* PROBLEM TO WORK ON *
Count the lines in the material below that contain the word "farmhouse" and give only that number.

* SOURCE DATA *
■ ■ ■

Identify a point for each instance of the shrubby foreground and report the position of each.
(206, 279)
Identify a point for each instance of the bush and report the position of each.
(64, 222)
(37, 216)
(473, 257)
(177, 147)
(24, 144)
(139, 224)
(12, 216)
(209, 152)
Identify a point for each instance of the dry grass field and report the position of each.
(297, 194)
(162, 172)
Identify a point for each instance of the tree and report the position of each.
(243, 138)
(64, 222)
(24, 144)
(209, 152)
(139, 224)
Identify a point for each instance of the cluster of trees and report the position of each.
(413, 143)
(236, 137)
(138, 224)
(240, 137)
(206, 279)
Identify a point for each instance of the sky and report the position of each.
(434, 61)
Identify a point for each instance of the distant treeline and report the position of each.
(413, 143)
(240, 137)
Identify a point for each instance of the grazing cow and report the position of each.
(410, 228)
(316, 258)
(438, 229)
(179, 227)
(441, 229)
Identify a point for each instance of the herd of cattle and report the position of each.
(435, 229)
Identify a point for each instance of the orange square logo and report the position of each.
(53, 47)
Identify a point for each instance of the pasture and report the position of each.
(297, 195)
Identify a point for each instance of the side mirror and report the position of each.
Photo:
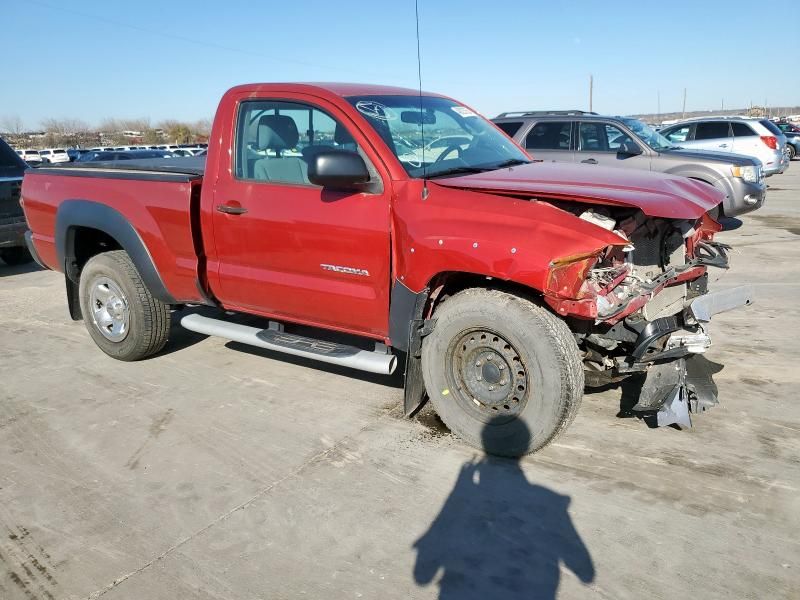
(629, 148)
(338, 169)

■ ■ ■

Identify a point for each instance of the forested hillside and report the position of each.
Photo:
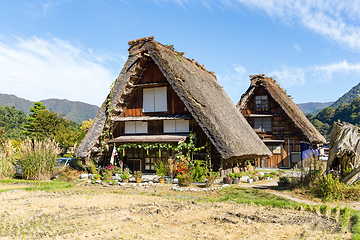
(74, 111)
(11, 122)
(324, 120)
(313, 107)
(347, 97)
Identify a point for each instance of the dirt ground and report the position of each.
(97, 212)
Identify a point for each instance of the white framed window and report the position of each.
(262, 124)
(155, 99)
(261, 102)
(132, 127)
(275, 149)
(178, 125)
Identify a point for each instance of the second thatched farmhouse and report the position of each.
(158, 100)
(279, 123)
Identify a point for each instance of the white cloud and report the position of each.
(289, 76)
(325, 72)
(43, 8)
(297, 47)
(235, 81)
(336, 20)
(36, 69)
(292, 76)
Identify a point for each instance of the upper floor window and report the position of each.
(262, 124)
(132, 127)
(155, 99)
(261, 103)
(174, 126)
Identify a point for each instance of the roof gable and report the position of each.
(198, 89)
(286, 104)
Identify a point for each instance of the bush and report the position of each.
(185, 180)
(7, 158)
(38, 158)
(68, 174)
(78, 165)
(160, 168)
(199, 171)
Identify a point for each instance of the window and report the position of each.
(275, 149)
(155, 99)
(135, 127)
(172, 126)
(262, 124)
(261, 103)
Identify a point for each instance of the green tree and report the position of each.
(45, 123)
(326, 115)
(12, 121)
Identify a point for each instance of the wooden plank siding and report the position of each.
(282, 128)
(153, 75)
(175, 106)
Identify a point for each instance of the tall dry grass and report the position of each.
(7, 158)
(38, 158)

■ ■ ■

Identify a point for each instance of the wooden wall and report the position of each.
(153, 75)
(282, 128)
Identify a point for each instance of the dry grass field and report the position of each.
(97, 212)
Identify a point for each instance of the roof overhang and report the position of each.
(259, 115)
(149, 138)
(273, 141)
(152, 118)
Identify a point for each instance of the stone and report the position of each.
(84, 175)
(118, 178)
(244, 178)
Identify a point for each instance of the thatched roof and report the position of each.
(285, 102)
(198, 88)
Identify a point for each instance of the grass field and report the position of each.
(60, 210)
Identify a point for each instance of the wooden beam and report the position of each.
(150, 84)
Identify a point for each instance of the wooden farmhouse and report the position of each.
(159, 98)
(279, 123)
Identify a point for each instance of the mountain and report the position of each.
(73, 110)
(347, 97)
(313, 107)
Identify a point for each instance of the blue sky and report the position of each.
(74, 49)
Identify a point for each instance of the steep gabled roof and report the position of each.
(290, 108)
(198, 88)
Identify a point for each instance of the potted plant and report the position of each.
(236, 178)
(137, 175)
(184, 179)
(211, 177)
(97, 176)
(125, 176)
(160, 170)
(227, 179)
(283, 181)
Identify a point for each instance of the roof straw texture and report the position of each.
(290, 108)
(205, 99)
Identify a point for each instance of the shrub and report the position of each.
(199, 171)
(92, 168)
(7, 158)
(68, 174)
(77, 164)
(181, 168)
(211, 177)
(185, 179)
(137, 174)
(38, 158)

■ ■ ■

* REPLY TO THE TASK *
2